• Short problem: Write the data out again in full, with no departure from the original.

┏━━

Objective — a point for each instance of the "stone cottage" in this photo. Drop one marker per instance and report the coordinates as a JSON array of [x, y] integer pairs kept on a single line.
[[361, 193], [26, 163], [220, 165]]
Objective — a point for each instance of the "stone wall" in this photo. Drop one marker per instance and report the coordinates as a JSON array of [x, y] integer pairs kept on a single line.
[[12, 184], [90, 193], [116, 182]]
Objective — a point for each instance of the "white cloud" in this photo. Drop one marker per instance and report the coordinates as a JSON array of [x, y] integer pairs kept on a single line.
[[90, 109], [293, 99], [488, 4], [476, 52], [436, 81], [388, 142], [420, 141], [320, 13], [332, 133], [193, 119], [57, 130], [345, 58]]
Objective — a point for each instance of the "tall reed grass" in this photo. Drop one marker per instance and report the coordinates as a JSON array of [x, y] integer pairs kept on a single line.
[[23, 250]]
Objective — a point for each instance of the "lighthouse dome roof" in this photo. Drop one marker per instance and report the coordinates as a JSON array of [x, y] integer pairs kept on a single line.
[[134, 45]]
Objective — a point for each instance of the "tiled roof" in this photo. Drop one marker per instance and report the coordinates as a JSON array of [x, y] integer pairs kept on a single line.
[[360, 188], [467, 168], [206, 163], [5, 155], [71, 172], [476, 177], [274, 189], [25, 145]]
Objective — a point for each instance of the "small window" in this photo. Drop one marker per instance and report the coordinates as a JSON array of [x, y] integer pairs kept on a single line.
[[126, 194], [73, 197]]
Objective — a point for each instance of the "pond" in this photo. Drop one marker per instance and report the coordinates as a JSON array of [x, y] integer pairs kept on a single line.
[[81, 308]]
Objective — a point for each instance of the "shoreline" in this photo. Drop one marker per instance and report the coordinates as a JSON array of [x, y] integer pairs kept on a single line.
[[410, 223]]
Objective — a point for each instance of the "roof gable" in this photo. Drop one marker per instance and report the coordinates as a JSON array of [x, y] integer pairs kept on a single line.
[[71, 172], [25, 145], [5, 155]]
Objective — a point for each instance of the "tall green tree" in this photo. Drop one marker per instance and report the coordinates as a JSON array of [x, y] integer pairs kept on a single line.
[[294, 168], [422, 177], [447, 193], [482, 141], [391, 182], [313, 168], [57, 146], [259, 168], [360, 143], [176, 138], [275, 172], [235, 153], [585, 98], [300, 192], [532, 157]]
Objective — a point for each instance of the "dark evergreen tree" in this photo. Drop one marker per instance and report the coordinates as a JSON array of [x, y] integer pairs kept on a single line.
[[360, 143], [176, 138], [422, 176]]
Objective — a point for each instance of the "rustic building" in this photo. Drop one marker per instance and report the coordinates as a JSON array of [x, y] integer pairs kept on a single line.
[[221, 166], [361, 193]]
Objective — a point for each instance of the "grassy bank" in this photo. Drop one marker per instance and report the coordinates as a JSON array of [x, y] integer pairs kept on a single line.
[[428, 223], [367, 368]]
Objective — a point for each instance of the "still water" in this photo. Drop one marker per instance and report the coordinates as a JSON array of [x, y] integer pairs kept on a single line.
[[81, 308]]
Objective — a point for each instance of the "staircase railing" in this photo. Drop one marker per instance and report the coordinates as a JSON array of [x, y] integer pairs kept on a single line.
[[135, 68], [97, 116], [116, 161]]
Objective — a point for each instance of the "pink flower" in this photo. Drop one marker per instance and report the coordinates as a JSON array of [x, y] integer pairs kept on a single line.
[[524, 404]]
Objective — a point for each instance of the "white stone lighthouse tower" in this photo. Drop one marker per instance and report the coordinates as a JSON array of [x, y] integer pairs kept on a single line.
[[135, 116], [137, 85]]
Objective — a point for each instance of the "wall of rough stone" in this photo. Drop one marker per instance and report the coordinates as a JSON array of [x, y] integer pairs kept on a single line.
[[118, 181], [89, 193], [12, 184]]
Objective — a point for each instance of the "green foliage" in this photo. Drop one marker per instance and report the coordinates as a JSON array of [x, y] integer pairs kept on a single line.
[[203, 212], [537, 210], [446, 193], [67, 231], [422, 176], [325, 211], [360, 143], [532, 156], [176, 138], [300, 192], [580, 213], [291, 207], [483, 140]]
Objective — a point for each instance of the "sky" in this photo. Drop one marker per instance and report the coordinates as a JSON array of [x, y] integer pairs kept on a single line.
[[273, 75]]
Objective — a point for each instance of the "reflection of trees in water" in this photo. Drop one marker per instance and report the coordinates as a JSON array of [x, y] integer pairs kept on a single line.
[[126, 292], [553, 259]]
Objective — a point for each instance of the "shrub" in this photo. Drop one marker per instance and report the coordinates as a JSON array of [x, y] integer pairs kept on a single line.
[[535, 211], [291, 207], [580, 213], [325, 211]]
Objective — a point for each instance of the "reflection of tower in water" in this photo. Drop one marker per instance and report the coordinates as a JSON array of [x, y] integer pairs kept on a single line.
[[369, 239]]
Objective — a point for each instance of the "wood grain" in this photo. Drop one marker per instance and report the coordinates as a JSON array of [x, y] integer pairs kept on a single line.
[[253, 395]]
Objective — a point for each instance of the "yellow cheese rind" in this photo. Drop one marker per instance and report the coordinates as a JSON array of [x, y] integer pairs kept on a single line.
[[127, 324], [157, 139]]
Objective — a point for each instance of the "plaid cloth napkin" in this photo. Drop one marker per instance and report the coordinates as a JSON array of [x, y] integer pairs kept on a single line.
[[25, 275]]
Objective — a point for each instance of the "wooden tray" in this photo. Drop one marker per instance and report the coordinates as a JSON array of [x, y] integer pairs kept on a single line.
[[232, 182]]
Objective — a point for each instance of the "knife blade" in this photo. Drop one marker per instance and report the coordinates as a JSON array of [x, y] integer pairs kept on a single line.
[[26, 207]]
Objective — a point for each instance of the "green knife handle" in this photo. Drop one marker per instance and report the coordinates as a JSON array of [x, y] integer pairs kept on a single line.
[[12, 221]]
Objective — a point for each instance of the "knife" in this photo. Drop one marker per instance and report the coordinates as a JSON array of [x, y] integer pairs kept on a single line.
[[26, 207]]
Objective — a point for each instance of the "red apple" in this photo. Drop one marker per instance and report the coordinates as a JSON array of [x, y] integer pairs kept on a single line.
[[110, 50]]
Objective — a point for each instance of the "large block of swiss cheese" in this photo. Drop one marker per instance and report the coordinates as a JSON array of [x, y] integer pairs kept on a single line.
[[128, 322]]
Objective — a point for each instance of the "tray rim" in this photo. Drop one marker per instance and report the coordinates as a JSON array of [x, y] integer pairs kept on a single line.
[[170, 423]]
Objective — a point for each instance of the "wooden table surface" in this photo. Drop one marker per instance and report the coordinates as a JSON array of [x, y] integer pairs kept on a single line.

┗━━

• Final answer:
Objective — a point for each instance of the "stone cottage" in this photo. Drop one marker per instance and report the coordinates as a JSON array of [x, y] integer pairs kept on a single line.
[[361, 193], [26, 163], [220, 165]]
Objective — a point for each instance of the "stone wall" in this photo. Drop one marker per instance and report the coordinates as a JSON array of [x, y] integer pairs kept on a single line.
[[12, 184], [90, 193], [116, 182]]
Objective — a point for each instance of the "white cloud" in this photo. Drop one marker per instance and report the coordinates as a JSON array of [x, y] integer pairs kept on a single line.
[[90, 109], [293, 99], [488, 4], [476, 52], [436, 81], [388, 142], [420, 141], [320, 13], [332, 133], [193, 119], [57, 130], [345, 58]]
Objective — a point for each instance of the "tall reed grass" in this photo. Drop one marker per instance and report the coordinates as a JSON array of [x, y] integer pairs kept on a single line.
[[23, 250]]
Objective — a point for each instance of the "lighthouse dome roof" in this photo. Drop one marker per instance and report the coordinates as a JSON array of [x, y] integer pairs kept on a single line.
[[134, 45]]
Objective — a point for each instance of the "tiled roof" in this photo. Drop one marker per instance and report the coordinates as a JSON array of [x, y] integer pairs kept on a single line.
[[360, 188], [467, 168], [206, 163], [5, 155], [71, 172], [476, 177], [274, 189], [25, 145]]
Objective — a point for each instance of the "small window" in this photo. Drop one marker per instance and report the coordinates as a JSON array of [x, y] integer pairs kept on a single line.
[[126, 194], [73, 197]]
Objective — a point for each instance of the "pond" in this photo. Drop one marker per instance and report the coordinates as a JSON array of [x, y] integer pairs kept on a single line.
[[81, 308]]
Objective — a point for each instance of the "shoreline" in this photo. Drop one marker per instance and report the coordinates as a JSON array of [x, y] integer pairs kept on a single line.
[[410, 223]]
Objective — a point for each instance of the "roof gable" in this photo. Drop one marker per instance and report the coordinates as a JSON array of [x, y] integer pairs kept on a single line.
[[71, 172], [25, 145], [5, 155]]
Objective — a point for each instance of the "tall green tree" in this photo. Drop one marker per instance and report the coordinates as a JSON array of [x, y] integer pairs kept on a single line.
[[294, 168], [422, 177], [447, 193], [482, 141], [391, 182], [313, 168], [57, 146], [259, 168], [360, 143], [176, 138], [275, 172], [235, 153], [585, 98], [300, 192], [532, 157]]
Objective — a point for each instance of the "dark evergreen tree" in this photo. Drop one marker per instance and report the coordinates as a JSON array of [x, y] integer pairs kept on a single line.
[[360, 143], [176, 138], [422, 176]]
Objective — a point for each instance of the "rustic building" in this photo. Drop one marker per instance and report the coordinates as a JSON array of [x, y] integer pairs kept on a single line.
[[221, 166], [361, 193]]
Objective — a point for each instance of the "grassy bank" in this photo. Drop one marker per instance and report the coordinates as a JSON array of [x, y] integer pairs kept on a single line.
[[428, 223], [367, 368]]
Objective — a point for each instance of the "still water" in this photo. Drop one marker per instance and report the coordinates as a JSON array of [x, y] integer pairs kept on a single line.
[[81, 308]]
Objective — a point for each instance of the "staircase railing" in this photo. Drop one marker per instance and report the coordinates as a JSON array of [x, y] integer pairs kept on a single line.
[[135, 68], [97, 116], [116, 161]]
Objective — a point for each instance of the "pink flower" in this photo. Drop one marker per instance and report the coordinates as a JSON array of [x, y] integer pairs kept on a single line.
[[524, 404]]
Objective — a point for each instance of the "white stone lighthouse tower" in this photo. Drop one marker per instance and report the coordinates as a JSON array of [x, y] integer pairs kept on a single line.
[[135, 116], [137, 85]]
Objective — a point for each instance of the "wall of rough stone" in this photo. Drop one marker per instance and report the coordinates as a JSON array of [x, y] integer pairs kept on a single line.
[[118, 181], [89, 193], [12, 184]]
Objective — a point for each instance of the "green foliage" in this photo. Drop one marker per instance and report the coordinates as a JSON array of [x, y] integer pairs kept on a single line.
[[203, 212], [537, 210], [446, 193], [67, 231], [422, 176], [325, 211], [360, 143], [532, 156], [176, 138], [300, 192], [580, 213], [291, 207], [483, 140]]
Objective — a point for each instance of the "sky" in this photo. Drop one marker per instance and report the coordinates as a JSON array of [x, y] integer pairs kept on a single line.
[[273, 75]]
Objective — a point for each instance of the "reflection of trees in water" in this photo. Drop one marker per instance and report the coordinates as a JSON array of [x, y] integer pairs kept on a single line.
[[126, 292], [553, 259]]
Objective — a point for each instance of the "shrub" in this photo. Drop one marker per instance and report the coordinates as a JSON array of [x, y] integer pairs kept on a single line.
[[535, 211], [291, 207], [580, 213], [325, 211]]
Objective — a point for each instance of the "reflection of tower in water" in this photo. Drop one marker per instance and report the coordinates as a JSON array of [x, y] integer pairs kept on a single line.
[[369, 239]]
Objective — a point for each instance of the "wood grain" in this photo. Drop one marker per instance and report the coordinates as a JSON array of [x, y] integer pairs kept on a single line.
[[253, 395]]
Objective — a point for each instance of the "yellow cheese rind" in this photo. Drop one marker per instance and report the coordinates as a JSON array of [x, y] integer pairs kept on a single line.
[[127, 324], [157, 139]]
Objective — a point for each instance of the "plaid cloth napkin" in this photo. Drop one marker per instance and report the coordinates as a JSON array of [x, y] integer pairs kept on a single line.
[[25, 275]]
Objective — a point for each instance of the "wooden tray" in this photo. Drop one marker per instance and report the coordinates as a JSON array of [x, y] integer pairs kept on a single line.
[[232, 182]]
Objective — a point for each instance of the "knife blade" in this photo. Drop one marker per instance and report the coordinates as a JSON array of [x, y] integer pairs kept on a single line.
[[26, 207]]
Objective — a point for each instance of the "green knife handle" in this photo. Drop one marker per instance and report the coordinates as a JSON array of [x, y] integer pairs kept on a single line.
[[12, 221]]
Objective — a point for each instance of the "knife" in this photo. Drop one marker per instance and report the coordinates as a JSON array of [x, y] integer pairs kept on a single line.
[[26, 207]]
Objective — a point for each instance of the "red apple" in this photo. Drop one marker per instance and report the coordinates as a JSON array of [x, y] integer pairs kept on a single line.
[[110, 50]]
Objective — a point for each instance of the "large block of swiss cheese" in this photo. Drop one marker per instance and report the coordinates as a JSON array of [x, y] integer pairs kept on a single line.
[[128, 322]]
Objective — a point for each instance of the "tray rim" in this photo. Drop one marker per instance and report the coordinates as a JSON array of [x, y] integer pairs kept on a single line.
[[170, 423]]
Objective — a point for each instance of the "wooden table surface" in this photo. Drop one marker per instance and report the coordinates as a JSON array of [x, y] integer pairs kept on a single line.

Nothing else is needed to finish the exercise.